### [YOUR ASSIGNMENT]
Each entry below should be echoed exactly, with pictures omitted.

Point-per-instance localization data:
>>>>
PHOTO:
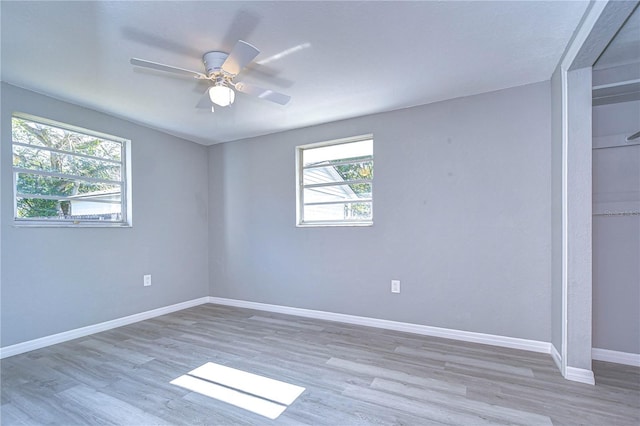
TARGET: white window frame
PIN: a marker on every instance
(125, 182)
(300, 221)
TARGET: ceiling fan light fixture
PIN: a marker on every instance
(221, 95)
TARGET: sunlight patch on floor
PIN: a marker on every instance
(258, 394)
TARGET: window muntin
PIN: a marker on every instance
(64, 175)
(335, 182)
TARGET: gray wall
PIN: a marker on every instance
(58, 279)
(616, 239)
(579, 245)
(556, 210)
(461, 216)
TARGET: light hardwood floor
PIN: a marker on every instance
(353, 375)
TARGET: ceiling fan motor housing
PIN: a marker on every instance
(213, 61)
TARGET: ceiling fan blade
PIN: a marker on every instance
(261, 93)
(240, 56)
(205, 101)
(167, 68)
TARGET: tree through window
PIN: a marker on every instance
(66, 175)
(335, 182)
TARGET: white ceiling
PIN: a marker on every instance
(347, 58)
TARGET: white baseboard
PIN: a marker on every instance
(625, 358)
(467, 336)
(555, 355)
(31, 345)
(580, 375)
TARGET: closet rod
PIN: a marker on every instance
(616, 146)
(618, 214)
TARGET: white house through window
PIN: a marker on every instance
(68, 176)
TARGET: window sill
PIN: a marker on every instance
(332, 224)
(36, 224)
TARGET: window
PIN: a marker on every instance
(335, 182)
(67, 176)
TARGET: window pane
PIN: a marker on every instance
(338, 212)
(342, 151)
(353, 191)
(37, 134)
(39, 159)
(338, 173)
(27, 183)
(35, 208)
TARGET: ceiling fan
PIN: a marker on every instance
(221, 70)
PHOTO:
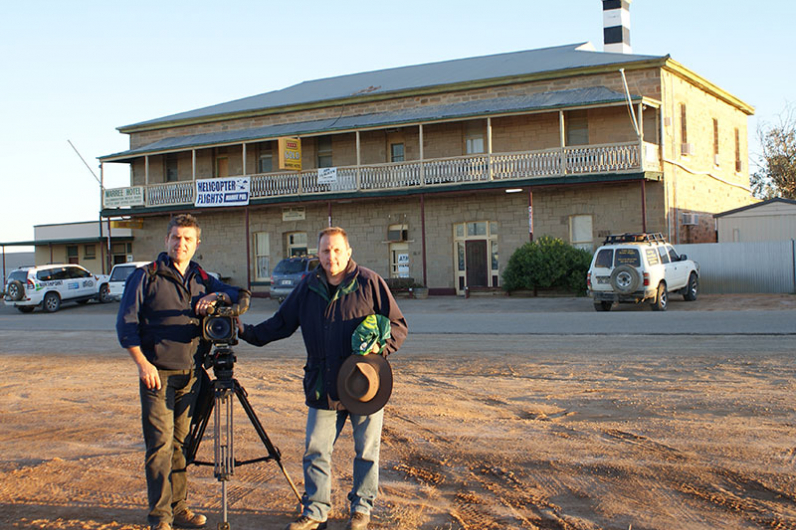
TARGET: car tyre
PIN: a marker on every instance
(104, 294)
(52, 302)
(16, 290)
(692, 289)
(661, 301)
(625, 279)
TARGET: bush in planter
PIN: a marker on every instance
(547, 263)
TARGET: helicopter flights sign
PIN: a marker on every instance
(226, 191)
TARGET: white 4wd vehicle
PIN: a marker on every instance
(49, 285)
(639, 267)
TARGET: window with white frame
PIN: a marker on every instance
(296, 244)
(325, 151)
(577, 127)
(262, 256)
(581, 233)
(474, 137)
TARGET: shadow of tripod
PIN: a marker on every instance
(221, 402)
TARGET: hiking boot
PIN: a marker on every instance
(305, 523)
(188, 519)
(358, 521)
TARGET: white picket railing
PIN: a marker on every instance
(578, 160)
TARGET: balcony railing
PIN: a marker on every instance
(580, 160)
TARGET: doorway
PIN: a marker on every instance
(475, 254)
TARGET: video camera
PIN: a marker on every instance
(218, 327)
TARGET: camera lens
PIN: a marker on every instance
(219, 328)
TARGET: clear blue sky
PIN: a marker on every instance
(78, 70)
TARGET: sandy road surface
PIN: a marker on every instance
(482, 432)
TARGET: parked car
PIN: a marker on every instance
(119, 275)
(47, 286)
(637, 268)
(288, 273)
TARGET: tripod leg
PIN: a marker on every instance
(197, 431)
(273, 452)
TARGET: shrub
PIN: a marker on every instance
(547, 263)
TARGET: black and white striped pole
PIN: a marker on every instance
(616, 26)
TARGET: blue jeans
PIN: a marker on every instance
(166, 418)
(323, 429)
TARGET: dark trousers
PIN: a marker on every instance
(166, 418)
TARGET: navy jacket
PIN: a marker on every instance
(327, 324)
(157, 312)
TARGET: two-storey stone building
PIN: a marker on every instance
(442, 170)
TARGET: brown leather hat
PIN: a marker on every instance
(364, 383)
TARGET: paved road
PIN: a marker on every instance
(498, 315)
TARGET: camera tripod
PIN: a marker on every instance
(224, 386)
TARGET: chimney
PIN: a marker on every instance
(616, 26)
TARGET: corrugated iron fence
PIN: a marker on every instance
(761, 267)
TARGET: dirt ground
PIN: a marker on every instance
(482, 432)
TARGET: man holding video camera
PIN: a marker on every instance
(330, 305)
(159, 325)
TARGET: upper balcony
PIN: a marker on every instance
(434, 174)
(526, 143)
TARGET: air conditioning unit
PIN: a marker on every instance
(690, 219)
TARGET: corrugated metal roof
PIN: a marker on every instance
(408, 78)
(756, 205)
(429, 113)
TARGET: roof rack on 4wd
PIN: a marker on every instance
(635, 238)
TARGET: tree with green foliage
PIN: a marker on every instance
(547, 263)
(777, 174)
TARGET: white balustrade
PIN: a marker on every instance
(575, 160)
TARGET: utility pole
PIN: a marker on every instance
(102, 196)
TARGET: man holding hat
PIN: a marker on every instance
(350, 323)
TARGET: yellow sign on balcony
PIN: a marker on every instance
(290, 154)
(136, 224)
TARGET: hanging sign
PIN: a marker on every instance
(228, 191)
(327, 175)
(122, 197)
(530, 219)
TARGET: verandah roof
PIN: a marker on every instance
(471, 109)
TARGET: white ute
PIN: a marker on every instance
(639, 267)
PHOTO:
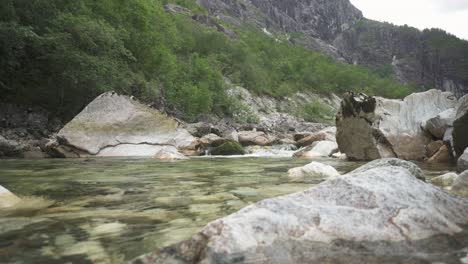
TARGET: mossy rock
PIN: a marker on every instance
(227, 149)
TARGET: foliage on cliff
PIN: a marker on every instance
(62, 53)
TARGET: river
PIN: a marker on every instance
(112, 210)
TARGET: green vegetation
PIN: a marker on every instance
(227, 149)
(60, 54)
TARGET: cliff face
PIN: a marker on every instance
(428, 59)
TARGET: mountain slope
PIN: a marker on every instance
(429, 59)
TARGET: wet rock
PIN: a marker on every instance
(356, 218)
(256, 138)
(460, 128)
(411, 167)
(169, 154)
(7, 199)
(212, 140)
(460, 185)
(441, 156)
(228, 149)
(327, 134)
(314, 169)
(433, 147)
(462, 163)
(55, 150)
(117, 125)
(9, 148)
(371, 128)
(445, 180)
(440, 123)
(318, 149)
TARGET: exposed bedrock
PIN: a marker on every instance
(378, 213)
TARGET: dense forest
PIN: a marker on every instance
(60, 54)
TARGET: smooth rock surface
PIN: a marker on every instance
(7, 199)
(460, 185)
(441, 156)
(257, 138)
(371, 128)
(462, 163)
(314, 169)
(327, 134)
(116, 125)
(356, 218)
(440, 123)
(169, 154)
(445, 180)
(318, 149)
(460, 128)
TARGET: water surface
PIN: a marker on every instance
(112, 210)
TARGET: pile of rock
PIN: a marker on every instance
(380, 212)
(427, 126)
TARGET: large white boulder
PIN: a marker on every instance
(371, 128)
(460, 128)
(117, 125)
(361, 217)
(313, 169)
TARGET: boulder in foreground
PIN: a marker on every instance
(7, 199)
(382, 214)
(117, 125)
(370, 128)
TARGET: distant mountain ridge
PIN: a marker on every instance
(429, 58)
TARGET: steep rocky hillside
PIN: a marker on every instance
(428, 59)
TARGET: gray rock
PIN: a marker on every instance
(460, 185)
(256, 138)
(460, 128)
(314, 169)
(116, 125)
(440, 123)
(7, 199)
(371, 128)
(462, 163)
(445, 180)
(169, 154)
(411, 167)
(361, 217)
(327, 134)
(318, 149)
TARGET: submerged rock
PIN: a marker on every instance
(117, 125)
(169, 154)
(371, 128)
(314, 169)
(228, 149)
(460, 185)
(462, 163)
(7, 199)
(365, 216)
(318, 149)
(440, 123)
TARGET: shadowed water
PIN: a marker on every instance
(112, 210)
<<<<
### [RESULT FOR THIS EXERCISE]
PHOTO:
TARGET: white window frame
PIN: a marker on every instance
(125, 182)
(300, 221)
TARGET: ceiling fan light fixture
PIN: a marker on every instance
(221, 95)
TARGET: sunlight patch on floor
PIN: a marker on every instance
(258, 394)
TARGET: window muntin
PIN: a marker on every instance
(64, 175)
(335, 182)
TARGET: gray wall
PIN: a marker on every instance
(58, 279)
(616, 239)
(579, 245)
(556, 210)
(461, 216)
TARGET: light hardwood floor
PIN: a marker on every instance
(353, 375)
TARGET: ceiling fan motor housing
PIN: a marker on every instance
(213, 61)
TARGET: ceiling fan blade
PIN: a marker on every instance
(261, 93)
(240, 56)
(205, 101)
(167, 68)
TARGET: tree through window
PIN: a marker on every instance
(66, 175)
(335, 182)
TARGET: white ceiling
PIN: a marker on every instance
(347, 58)
TARGET: white baseboard
PIN: a marker on every instance
(625, 358)
(467, 336)
(555, 355)
(31, 345)
(580, 375)
TARGET: closet rod
PIN: a marker on every instance
(616, 146)
(618, 214)
TARGET: white house through window
PIN: a marker on every instance
(68, 176)
TARGET: window sill
PIN: a marker on every instance
(332, 224)
(36, 224)
TARGET: window
PIN: a marker on every instance
(335, 182)
(67, 176)
TARGET: window pane
PIN: a marker on every instance
(338, 212)
(342, 151)
(353, 191)
(37, 134)
(39, 159)
(338, 173)
(27, 183)
(35, 208)
TARGET: ceiling fan
PIN: a marker on every instance
(221, 70)
PHOTO:
TARGET: car tyre
PIN: a marker on every instance
(104, 294)
(52, 302)
(16, 290)
(692, 289)
(661, 301)
(625, 279)
TARGET: bush in planter
PIN: a marker on every instance
(547, 263)
TARGET: helicopter flights sign
PIN: a marker on every instance
(226, 191)
TARGET: white 4wd vehicle
PIN: a marker on every instance
(49, 285)
(639, 267)
TARGET: window with white frame
PIN: a marker on every instance
(296, 244)
(325, 151)
(577, 127)
(262, 256)
(581, 233)
(474, 137)
TARGET: shadow of tripod
PIN: a marker on every instance
(221, 402)
TARGET: hiking boot
PIN: a marker on every instance
(305, 523)
(188, 519)
(358, 521)
TARGET: white picket railing
PIN: a marker on every instance
(578, 160)
TARGET: balcony railing
PIN: a marker on every instance
(580, 160)
TARGET: doorway
PIN: a marker on every instance
(475, 254)
TARGET: video camera
PIN: a marker on every instance
(218, 327)
TARGET: camera lens
PIN: a marker on every instance
(219, 328)
TARGET: clear blue sky
PIN: a marker on every instance
(78, 70)
TARGET: sandy road surface
PIN: a marker on every instance
(482, 432)
TARGET: parked car
PIN: a marker on every instance
(119, 275)
(47, 286)
(637, 268)
(288, 273)
TARGET: tripod leg
PIN: a marker on every instance
(197, 431)
(273, 452)
TARGET: shrub
PIN: a marker on every instance
(547, 263)
TARGET: black and white striped pole
PIN: a marker on every instance
(616, 26)
TARGET: blue jeans
PIN: a marker on every instance
(166, 418)
(323, 429)
TARGET: dark trousers
PIN: a marker on every instance
(166, 418)
TARGET: navy jacket
PIN: a marker on every instance
(327, 324)
(157, 312)
TARGET: two-storey stone building
PIN: a marker on every instance
(442, 170)
TARGET: brown leather hat
PIN: a marker on every instance
(364, 383)
TARGET: paved road
PIN: a marker on every instance
(498, 315)
TARGET: camera tripod
PIN: a marker on every instance
(224, 386)
TARGET: chimney
PIN: a marker on every instance
(616, 26)
TARGET: corrugated iron fence
PIN: a marker on every instance
(761, 267)
TARGET: dirt ground
PIN: a marker on every instance
(482, 432)
TARGET: man holding video camera
PIN: a marker on every instance
(330, 305)
(159, 325)
TARGET: upper balcony
PIN: a marker on every instance
(434, 174)
(526, 143)
TARGET: air conditioning unit
PIN: a marker on every instance
(690, 219)
TARGET: corrugated metal roof
PIN: a marker on every instance
(408, 78)
(756, 205)
(429, 113)
TARGET: roof rack on 4wd
PIN: a marker on every instance
(635, 238)
TARGET: tree with green foliage
PIN: a marker on every instance
(547, 263)
(777, 174)
TARGET: white balustrade
PIN: a marker on every instance
(575, 160)
TARGET: utility pole
PIN: a marker on every instance
(102, 196)
TARGET: man holding hat
PIN: a marker on every instance
(350, 323)
TARGET: yellow sign on balcony
PIN: a marker on every instance
(290, 154)
(136, 224)
TARGET: hanging sign
PIN: a marker on every instance
(228, 191)
(327, 175)
(122, 197)
(530, 219)
TARGET: verandah roof
PIN: a marker on every instance
(471, 109)
TARGET: white ute
PIN: a marker on every instance
(639, 267)
PHOTO:
TARGET: mossy rock
PIN: a marker on every instance
(227, 149)
TARGET: foliage on cliff
PIN: a marker on every instance
(62, 53)
TARGET: river
PIN: a marker on every instance
(112, 210)
TARGET: green vegetation
PIN: a marker on every instance
(227, 149)
(60, 54)
TARGET: cliff face
PIN: a marker on every instance
(428, 59)
TARGET: mountain slope
PIN: a marker on every instance
(429, 59)
TARGET: wet rock
PIN: a marker on every instance
(356, 218)
(256, 138)
(460, 128)
(411, 167)
(169, 154)
(7, 199)
(212, 140)
(460, 185)
(441, 156)
(228, 149)
(327, 134)
(314, 169)
(433, 147)
(462, 163)
(55, 150)
(117, 125)
(9, 148)
(371, 128)
(445, 180)
(440, 123)
(318, 149)
TARGET: exposed bedrock
PIN: a marker on every instance
(378, 213)
TARGET: dense forest
PIN: a marker on every instance
(60, 54)
TARGET: smooth rock surface
PIN: a marker on every instance
(7, 199)
(460, 185)
(441, 156)
(257, 138)
(371, 128)
(462, 163)
(314, 169)
(327, 134)
(116, 125)
(356, 218)
(440, 123)
(169, 154)
(445, 180)
(318, 149)
(460, 128)
TARGET: water surface
PIN: a marker on every instance
(112, 210)
TARGET: pile of rock
PIN: a marker on every instance
(380, 212)
(427, 126)
TARGET: large white boulder
PIN: a marker on every instance
(371, 128)
(460, 128)
(117, 125)
(361, 217)
(313, 169)
TARGET: boulder in foreground
PIN: a marker on every instance
(7, 199)
(382, 214)
(117, 125)
(370, 128)
TARGET: distant mountain ridge
PIN: a marker on every instance
(429, 58)
TARGET: steep rocky hillside
PIN: a marker on every instance
(428, 59)
TARGET: gray rock
PIN: a marker on every instance
(460, 185)
(256, 138)
(460, 128)
(314, 169)
(116, 125)
(440, 123)
(7, 199)
(371, 128)
(462, 163)
(445, 180)
(169, 154)
(411, 167)
(361, 217)
(327, 134)
(318, 149)
TARGET: submerged rock
PIN: a marker on every instance
(117, 125)
(169, 154)
(371, 128)
(314, 169)
(228, 149)
(460, 185)
(462, 163)
(7, 199)
(365, 216)
(318, 149)
(440, 123)
TARGET: shadowed water
PIN: a marker on every instance
(112, 210)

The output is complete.